++++ Teks Bacaan

Geograph.id– Atas nama investasi, banyak proyek besar dibangun dengan merusak lingkungan dan meminggirkan rakyat. Pemerintah kerap kali mengeluarkan izin-izin konsesi kepada perusahaan besar untuk mengelola tambang, membangun pembangkit, atau membuka lahan, tanpa mempertimbangkan dampak ekologis dan sosial yang akan timbul. Alih-alih menyejahterakan rakyat, banyak dari proyek ini justru memperkaya segelintir elite.
Bencana Bernama Investasi
Indonesia merupakan rumah bagi hutan tropis terbesar ketiga di dunia. Namun, dalam beberapa dekade terakhir, jutaan hektar hutan telah hilang. Pembukaan lahan untuk perkebunan kelapa sawit menjadi penyumbang terbesar deforestasi. Ironisnya, banyak dari izin pembukaan lahan ini dilegalkan melalui kebijakan pemerintah pusat maupun daerah.

++++++++
++++ Cuplikan Data

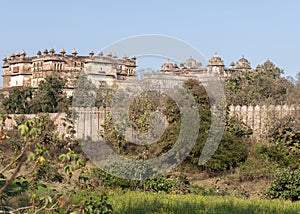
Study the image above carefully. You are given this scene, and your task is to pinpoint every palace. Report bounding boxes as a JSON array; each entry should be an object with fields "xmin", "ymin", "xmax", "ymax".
[
  {"xmin": 2, "ymin": 48, "xmax": 251, "ymax": 94},
  {"xmin": 2, "ymin": 48, "xmax": 136, "ymax": 94},
  {"xmin": 160, "ymin": 54, "xmax": 251, "ymax": 77}
]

++++++++

Petunjuk Tugas:
**1)** Saring baris data dan salin setiap baris yang memuat string "ymax". Perbedaan huruf besar dan kecil diperhitungkan.
**2)** Teruskan teks tentang kerusakan lingkungan atas nama investasi, mulai setelah kalimat terakhirnya.
Teks bacaan dan baris data di atas diambil dari sumber yang berlainan.

Jawaban Latihan:
**1)**
Study the image above carefully. You are given this scene, and your task is to pinpoint every palace. Report bounding boxes as a JSON array; each entry should be an object with fields "xmin", "ymin", "xmax", "ymax".
  {"xmin": 2, "ymin": 48, "xmax": 251, "ymax": 94},
  {"xmin": 2, "ymin": 48, "xmax": 136, "ymax": 94},
  {"xmin": 160, "ymin": 54, "xmax": 251, "ymax": 77}

**2)**
UU Cipta Kerja, misalnya, dinilai menjadi karpet merah bagi industri sawit dan tambang untuk masuk ke wilayah hutan. Alih-alih memperketat pengawasan, pemerintah justru memberikan pemutihan terhadap pelanggaran masa lalu. Akibatnya, hutan-hutan adat yang telah dikelola secara lestari oleh masyarakat lokal selama ratusan tahun kini hilang dalam sekejap.
Di Kalimantan, misalnya, tambang batu bara terus merajalela. Lubang-lubang raksasa bekas tambang menganga dan mengancam keselamatan warga, sementara sungai-sungai tercemar. Di Papua, izin-izin tambang emas dan tembaga terus diperpanjang meski kerusakan alam dan konflik sosial terus membesar. Pembangunan yang semestinya membawa manfaat, justru menambah luka bagi bumi pertiwi.
Lahan Subur Beralih Fungsi
Fenomena alih fungsi lahan subur menjadi ancaman nyata yang terus membayangi Indonesia. Dari hutan adat hingga kawasan gambut yang kaya karbon, semuanya semakin mudah beralih status menjadi proyek-proyek besar berkedok pembangunan. Salah satu contoh paling mencolok adalah proyek food estate yang menyasar lahan gambut di Kalimantan Tengah dan Sumatera Utara. Alih-alih memperkuat ketahanan pangan, program ini justru mengakibatkan kerusakan ekologis, gagal panen, dan memperburuk krisis air.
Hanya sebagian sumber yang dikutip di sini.